▶ WHAT IS REQUIRED
Collect every line in the items below that contains the word "cyclist", and copy each one out in full.

---------- DATA

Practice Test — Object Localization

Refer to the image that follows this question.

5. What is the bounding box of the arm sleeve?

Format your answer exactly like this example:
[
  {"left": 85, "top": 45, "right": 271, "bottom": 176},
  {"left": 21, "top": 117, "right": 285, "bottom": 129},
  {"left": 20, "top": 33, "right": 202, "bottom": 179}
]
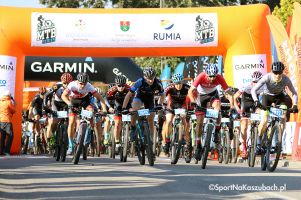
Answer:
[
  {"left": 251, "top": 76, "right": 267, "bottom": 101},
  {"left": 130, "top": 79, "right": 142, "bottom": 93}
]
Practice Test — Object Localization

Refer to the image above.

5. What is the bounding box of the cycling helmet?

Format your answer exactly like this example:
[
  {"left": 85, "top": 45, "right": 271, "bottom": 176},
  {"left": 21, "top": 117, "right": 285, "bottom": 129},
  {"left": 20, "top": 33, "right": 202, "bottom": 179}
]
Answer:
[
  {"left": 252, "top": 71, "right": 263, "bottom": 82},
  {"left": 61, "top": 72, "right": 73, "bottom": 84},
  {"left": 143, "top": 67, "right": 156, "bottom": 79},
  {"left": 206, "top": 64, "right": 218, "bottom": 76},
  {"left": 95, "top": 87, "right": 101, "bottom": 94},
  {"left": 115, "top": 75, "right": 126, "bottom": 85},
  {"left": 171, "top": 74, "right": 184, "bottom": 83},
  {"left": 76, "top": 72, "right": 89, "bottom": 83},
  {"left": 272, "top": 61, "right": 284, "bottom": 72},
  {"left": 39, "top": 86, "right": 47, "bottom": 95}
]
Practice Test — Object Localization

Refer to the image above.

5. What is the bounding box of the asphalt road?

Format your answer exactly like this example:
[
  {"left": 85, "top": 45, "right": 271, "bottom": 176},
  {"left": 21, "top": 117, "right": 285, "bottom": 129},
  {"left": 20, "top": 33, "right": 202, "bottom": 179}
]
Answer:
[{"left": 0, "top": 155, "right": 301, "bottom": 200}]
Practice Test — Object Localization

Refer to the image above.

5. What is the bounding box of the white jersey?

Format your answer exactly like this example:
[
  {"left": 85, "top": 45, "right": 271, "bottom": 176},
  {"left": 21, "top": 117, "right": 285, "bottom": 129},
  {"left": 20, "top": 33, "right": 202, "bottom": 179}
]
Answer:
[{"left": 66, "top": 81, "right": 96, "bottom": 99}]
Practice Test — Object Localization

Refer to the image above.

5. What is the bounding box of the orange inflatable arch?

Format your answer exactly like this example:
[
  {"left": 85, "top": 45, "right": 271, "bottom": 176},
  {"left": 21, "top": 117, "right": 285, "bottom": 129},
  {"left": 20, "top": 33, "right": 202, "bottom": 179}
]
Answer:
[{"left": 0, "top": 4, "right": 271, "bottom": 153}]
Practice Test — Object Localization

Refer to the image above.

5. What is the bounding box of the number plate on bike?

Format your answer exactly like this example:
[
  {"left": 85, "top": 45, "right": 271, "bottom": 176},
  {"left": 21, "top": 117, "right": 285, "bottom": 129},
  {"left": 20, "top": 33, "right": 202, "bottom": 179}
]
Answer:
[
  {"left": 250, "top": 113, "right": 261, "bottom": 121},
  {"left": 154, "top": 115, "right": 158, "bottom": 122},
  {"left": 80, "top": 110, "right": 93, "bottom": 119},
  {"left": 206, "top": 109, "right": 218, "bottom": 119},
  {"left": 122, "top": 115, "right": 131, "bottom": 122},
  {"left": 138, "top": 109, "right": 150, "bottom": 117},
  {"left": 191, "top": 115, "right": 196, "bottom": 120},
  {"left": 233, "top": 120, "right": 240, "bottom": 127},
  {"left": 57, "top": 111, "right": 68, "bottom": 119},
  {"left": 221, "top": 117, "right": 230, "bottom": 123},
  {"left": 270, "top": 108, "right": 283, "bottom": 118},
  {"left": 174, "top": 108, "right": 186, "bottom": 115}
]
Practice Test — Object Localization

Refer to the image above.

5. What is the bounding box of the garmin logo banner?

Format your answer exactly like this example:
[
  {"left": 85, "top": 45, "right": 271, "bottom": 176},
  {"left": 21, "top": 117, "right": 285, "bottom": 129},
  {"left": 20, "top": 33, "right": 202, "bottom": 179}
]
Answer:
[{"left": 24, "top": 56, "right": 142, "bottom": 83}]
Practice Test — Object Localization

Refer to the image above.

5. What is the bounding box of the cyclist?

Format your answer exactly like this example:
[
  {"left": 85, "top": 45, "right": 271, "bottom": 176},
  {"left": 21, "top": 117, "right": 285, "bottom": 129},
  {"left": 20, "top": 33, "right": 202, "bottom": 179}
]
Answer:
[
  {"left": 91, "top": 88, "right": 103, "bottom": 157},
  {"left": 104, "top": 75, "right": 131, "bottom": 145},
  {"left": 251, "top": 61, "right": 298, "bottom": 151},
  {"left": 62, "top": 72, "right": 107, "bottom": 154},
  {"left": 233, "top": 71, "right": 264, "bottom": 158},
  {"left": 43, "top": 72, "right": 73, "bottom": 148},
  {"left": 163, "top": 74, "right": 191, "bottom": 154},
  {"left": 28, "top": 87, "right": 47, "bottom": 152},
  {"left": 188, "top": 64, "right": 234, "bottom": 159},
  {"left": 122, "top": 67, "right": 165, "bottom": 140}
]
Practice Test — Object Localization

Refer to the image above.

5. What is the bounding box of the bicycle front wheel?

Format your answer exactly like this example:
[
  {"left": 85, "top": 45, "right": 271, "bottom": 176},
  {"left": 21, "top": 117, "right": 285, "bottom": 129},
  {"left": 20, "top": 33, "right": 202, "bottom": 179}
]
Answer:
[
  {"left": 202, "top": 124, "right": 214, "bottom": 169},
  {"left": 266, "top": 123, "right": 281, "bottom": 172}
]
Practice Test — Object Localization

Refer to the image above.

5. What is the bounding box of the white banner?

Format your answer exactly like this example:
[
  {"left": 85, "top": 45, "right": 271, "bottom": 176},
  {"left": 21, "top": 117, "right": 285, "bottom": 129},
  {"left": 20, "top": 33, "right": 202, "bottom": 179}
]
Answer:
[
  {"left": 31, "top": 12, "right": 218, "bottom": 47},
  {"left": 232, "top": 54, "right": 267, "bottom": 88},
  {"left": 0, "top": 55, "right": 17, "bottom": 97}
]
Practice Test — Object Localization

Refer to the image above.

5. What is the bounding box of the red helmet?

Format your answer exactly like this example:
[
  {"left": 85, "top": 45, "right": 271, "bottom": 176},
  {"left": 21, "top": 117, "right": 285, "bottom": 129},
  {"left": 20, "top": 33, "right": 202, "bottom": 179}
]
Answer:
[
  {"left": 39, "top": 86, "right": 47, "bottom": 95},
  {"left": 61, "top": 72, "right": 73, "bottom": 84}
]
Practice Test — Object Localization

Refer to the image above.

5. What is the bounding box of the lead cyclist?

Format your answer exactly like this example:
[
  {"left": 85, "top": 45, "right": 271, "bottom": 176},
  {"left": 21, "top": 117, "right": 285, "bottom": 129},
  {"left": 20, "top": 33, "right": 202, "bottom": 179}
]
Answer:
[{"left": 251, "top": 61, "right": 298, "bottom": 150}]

--------------------
---------- DATA

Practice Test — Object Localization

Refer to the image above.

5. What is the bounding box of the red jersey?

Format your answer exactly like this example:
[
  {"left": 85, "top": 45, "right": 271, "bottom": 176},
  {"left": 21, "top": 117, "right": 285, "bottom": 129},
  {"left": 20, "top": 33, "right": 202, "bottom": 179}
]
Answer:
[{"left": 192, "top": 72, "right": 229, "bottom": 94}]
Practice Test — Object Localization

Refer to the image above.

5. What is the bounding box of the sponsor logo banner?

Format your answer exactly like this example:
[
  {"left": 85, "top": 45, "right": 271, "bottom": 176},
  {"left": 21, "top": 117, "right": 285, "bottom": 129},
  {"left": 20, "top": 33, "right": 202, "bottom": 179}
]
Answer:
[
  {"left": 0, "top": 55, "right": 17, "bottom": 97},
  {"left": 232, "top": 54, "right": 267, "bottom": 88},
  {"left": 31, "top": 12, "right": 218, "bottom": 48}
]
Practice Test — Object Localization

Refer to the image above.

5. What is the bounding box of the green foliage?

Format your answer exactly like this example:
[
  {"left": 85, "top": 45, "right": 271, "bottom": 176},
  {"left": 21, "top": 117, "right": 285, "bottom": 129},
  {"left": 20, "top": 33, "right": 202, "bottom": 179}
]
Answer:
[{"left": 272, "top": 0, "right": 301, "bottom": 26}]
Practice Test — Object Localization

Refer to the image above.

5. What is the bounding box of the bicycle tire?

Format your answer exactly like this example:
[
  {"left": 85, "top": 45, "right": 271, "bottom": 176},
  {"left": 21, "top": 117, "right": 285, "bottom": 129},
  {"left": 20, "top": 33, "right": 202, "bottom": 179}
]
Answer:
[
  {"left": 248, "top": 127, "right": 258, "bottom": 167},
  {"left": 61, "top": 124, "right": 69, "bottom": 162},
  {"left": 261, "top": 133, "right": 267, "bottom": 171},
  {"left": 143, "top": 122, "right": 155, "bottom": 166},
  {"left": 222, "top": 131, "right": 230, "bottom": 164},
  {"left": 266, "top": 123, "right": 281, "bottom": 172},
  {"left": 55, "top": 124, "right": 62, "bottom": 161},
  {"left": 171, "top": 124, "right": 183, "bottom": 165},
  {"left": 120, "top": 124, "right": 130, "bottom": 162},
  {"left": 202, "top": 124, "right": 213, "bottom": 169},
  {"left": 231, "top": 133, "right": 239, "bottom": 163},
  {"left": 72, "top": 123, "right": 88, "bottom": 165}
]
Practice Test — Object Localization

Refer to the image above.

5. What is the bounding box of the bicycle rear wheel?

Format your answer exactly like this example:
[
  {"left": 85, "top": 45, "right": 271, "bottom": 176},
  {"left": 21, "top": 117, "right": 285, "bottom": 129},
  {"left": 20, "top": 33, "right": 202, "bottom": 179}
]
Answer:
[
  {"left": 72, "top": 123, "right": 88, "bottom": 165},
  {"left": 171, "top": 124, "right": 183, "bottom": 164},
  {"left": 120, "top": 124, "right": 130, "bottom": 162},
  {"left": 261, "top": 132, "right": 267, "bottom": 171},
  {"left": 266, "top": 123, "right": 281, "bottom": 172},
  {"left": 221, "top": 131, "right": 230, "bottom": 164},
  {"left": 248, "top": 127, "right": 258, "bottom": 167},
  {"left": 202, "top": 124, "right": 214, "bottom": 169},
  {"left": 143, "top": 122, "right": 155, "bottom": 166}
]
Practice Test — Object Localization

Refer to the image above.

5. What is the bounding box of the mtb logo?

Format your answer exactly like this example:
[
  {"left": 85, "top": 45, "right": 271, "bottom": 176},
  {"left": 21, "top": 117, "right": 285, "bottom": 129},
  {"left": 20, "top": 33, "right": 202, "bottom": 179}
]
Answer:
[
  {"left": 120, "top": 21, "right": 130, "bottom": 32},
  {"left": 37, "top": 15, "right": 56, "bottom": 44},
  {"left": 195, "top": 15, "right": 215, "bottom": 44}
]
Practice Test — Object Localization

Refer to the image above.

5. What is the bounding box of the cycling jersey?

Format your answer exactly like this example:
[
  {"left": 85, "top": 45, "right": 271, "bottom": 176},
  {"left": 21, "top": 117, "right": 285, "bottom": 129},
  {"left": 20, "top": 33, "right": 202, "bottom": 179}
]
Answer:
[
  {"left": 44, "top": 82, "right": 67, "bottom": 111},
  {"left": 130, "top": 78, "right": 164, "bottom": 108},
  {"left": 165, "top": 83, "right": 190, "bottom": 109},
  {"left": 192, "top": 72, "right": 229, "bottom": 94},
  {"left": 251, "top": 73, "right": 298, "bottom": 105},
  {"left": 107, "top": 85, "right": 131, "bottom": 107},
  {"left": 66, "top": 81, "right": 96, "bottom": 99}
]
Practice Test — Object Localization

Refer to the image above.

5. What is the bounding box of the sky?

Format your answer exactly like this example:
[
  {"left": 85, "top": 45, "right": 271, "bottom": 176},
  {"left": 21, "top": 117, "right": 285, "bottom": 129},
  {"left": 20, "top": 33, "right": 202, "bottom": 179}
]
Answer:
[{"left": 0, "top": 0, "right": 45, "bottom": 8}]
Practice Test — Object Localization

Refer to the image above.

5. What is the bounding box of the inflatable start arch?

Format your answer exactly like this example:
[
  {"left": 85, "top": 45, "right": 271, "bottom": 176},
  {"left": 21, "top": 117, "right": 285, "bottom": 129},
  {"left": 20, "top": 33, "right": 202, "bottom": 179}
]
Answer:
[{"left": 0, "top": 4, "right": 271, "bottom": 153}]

--------------------
---------- DATA

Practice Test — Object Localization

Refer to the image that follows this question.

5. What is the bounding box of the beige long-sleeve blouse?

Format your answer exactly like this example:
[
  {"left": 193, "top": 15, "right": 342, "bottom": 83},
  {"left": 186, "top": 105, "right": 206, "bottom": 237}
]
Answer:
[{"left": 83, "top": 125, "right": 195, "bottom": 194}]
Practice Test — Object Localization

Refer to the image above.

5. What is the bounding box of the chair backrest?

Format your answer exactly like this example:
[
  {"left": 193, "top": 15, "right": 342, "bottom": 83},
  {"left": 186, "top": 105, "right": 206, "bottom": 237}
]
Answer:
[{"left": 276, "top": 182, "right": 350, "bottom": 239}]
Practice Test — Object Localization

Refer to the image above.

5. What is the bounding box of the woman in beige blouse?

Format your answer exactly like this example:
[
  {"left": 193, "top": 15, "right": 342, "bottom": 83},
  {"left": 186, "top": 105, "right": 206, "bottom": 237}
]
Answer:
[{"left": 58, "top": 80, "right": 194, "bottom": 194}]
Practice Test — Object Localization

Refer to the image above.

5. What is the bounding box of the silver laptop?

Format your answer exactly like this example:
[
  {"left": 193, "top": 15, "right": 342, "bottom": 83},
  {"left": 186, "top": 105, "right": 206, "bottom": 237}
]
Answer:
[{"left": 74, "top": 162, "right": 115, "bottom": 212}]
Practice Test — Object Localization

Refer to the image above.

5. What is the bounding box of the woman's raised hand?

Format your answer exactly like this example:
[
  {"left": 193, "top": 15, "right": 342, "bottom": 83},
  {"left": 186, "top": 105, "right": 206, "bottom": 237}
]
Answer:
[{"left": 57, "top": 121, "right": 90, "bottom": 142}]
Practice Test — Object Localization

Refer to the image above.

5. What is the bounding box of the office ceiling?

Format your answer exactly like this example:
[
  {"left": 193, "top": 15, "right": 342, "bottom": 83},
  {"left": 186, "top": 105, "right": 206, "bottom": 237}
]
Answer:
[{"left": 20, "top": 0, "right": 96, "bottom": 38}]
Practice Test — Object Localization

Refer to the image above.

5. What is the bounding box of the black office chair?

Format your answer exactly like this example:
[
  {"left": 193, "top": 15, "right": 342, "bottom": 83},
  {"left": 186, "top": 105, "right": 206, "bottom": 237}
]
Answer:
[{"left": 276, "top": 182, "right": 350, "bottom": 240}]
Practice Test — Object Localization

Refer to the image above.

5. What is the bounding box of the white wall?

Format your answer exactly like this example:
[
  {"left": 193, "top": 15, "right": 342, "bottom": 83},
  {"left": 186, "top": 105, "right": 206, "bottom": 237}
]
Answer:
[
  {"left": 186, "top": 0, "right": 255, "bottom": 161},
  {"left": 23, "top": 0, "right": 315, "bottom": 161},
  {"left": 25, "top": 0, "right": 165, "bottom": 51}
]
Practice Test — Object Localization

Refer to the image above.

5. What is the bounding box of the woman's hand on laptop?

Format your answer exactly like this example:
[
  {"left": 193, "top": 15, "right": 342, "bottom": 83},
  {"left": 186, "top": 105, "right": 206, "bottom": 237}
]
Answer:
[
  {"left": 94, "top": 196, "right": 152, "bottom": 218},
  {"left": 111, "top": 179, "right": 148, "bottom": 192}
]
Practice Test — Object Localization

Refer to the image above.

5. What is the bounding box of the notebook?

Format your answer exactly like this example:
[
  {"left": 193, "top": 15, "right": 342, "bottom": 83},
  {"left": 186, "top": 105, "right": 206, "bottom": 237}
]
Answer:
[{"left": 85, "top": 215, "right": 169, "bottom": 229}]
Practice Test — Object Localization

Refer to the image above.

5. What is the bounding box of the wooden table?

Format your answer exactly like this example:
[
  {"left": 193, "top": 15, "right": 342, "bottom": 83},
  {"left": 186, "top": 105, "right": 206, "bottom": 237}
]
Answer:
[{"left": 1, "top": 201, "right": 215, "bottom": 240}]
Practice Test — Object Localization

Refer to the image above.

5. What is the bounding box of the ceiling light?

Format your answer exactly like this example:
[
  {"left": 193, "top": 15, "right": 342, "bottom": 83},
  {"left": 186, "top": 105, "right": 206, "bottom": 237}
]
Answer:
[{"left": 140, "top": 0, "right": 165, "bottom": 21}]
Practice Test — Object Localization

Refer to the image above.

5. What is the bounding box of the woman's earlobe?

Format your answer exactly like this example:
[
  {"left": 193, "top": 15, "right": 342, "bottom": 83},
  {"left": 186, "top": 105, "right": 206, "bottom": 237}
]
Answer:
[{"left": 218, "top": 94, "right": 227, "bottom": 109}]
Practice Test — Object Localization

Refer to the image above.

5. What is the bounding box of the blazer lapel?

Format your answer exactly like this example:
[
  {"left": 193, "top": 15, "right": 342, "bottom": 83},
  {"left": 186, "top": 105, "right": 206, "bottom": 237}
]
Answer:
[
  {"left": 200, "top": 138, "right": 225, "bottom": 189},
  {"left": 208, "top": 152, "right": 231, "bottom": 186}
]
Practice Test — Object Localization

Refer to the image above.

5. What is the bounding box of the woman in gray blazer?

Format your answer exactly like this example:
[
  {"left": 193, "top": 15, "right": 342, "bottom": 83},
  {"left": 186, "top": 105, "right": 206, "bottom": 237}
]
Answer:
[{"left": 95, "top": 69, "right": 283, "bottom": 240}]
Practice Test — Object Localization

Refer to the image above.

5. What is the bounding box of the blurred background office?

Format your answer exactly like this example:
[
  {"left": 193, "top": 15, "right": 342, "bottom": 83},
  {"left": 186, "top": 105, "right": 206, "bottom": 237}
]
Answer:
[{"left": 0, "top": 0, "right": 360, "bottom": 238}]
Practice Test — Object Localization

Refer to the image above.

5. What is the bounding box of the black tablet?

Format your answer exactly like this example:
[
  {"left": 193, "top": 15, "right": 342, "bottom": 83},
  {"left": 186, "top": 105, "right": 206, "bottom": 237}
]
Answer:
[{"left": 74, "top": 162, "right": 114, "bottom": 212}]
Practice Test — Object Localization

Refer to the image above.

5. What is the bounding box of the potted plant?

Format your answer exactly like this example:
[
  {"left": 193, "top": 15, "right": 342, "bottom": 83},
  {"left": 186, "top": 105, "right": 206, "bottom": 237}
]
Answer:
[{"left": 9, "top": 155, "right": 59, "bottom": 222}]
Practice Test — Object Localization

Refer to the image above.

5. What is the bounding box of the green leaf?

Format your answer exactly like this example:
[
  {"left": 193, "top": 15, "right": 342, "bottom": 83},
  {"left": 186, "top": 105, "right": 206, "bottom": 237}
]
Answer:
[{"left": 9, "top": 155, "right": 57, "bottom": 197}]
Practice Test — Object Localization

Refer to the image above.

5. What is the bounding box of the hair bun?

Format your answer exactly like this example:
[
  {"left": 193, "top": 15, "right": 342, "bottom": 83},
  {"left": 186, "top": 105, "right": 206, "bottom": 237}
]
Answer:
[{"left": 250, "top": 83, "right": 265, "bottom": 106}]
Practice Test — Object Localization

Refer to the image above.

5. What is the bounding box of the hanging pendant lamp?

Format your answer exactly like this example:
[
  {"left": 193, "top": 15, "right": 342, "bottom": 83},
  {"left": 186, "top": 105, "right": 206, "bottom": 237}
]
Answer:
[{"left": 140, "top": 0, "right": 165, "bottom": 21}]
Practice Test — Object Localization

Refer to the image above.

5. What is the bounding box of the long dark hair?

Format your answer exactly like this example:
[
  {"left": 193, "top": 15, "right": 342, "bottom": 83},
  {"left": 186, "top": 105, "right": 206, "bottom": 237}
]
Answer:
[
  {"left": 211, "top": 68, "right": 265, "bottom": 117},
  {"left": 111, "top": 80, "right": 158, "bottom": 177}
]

--------------------

▶ EXERCISE SOLUTION
5. What is the bounding box of the cyclist?
5. What is the bounding box of the lead cyclist?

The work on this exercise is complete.